- What is being asked -
In the mailing-list reply below about transliterating Unicode to ASCII, which Unicode normal form is the text converted to before the combining marks are stripped?

- Excerpted text -
# # # # #
Re: to_ascii, or some other form of magic transliteration

From: Mike Rylander <mrylander(at)gmail(dot)com>
To: Ben <bench(at)silentmedia(dot)com>, Postgresql-General <pgsql-general(at)postgresql(dot)org>
Subject: Re: to_ascii, or some other form of magic transliteration
Date: 2005-09-10 12:30:28
Message-ID: b918cf3d050910053029faae73@mail.gmail.com
Views: Raw Message | Whole Thread | Download mbox | Resend email
Thread:
Lists: pgsql-general

On 9/9/05, Ben <bench(at)silentmedia(dot)com> wrote:
> I'm working on a problem that I imagine others have had, which basically
> boils down to having nice unicode display text that users are going to
> want to search against without typing it correctly.... e.g. let a search
> for "sma" match "små". It seems like the best way to do this is to find
> a magic unicode transliteration mapping function, and then save the
> ASCII transliterations for searching against.
>

The simplest solution to this that I've found is to maintain a
separate column for ASCII-ized version of your text. The conversion
can be done automatically using a trigger, and I have one in PL/PERLU
that I use. It basically boils down to:

1) transform unicode text to normal form D
2) strip combining non-spacing marks

In modern Perls that looks like:

#--------------
use Unicode::Normalize;
my $txt = NFD(shift());
$txt =~ s/\pM//og;
return $txt;
#--------------

Hope that helps!
# # # # #
- Data block -
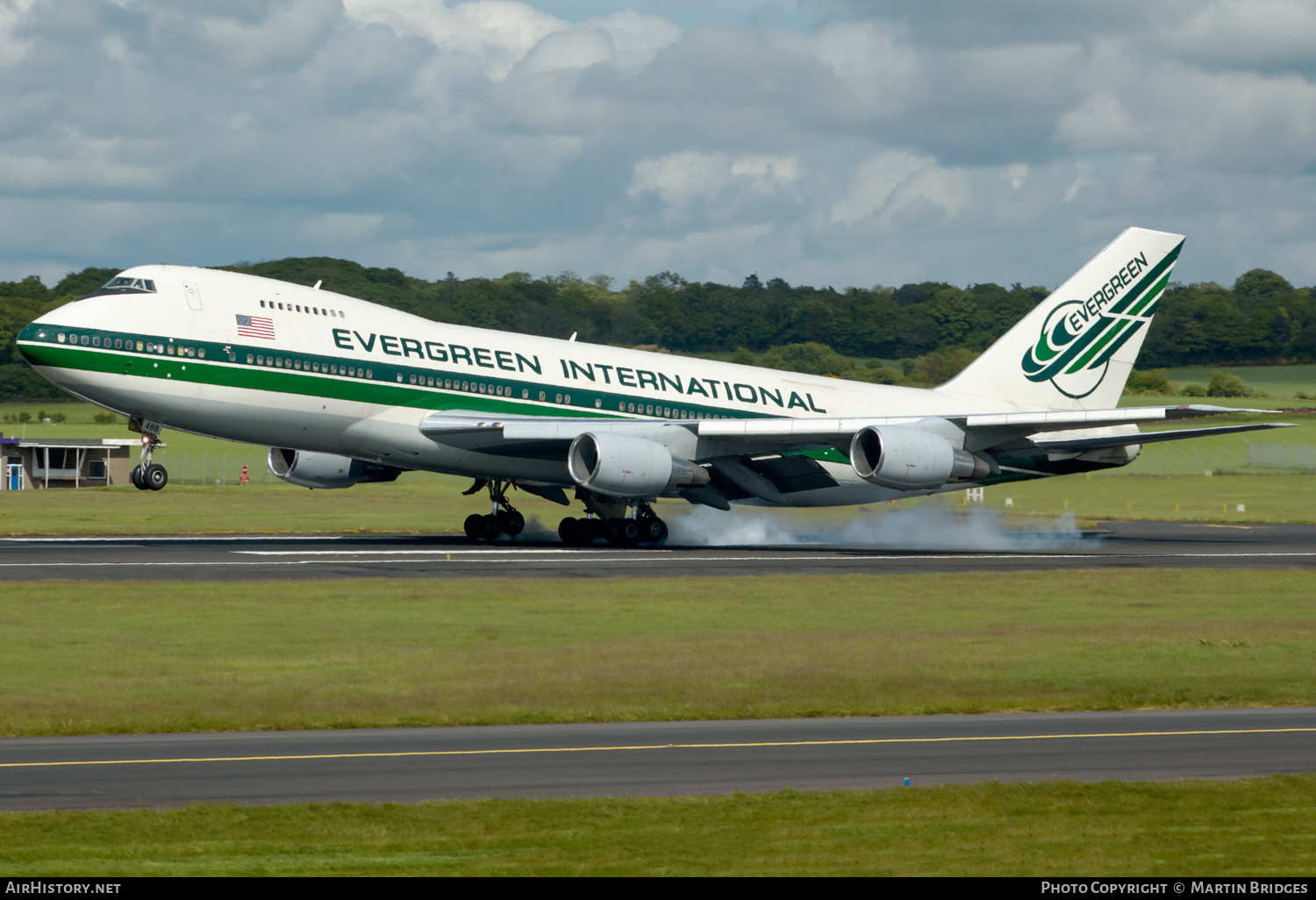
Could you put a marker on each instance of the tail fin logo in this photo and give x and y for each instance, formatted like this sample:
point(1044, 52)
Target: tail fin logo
# # # # #
- Response for this exercise -
Normal form D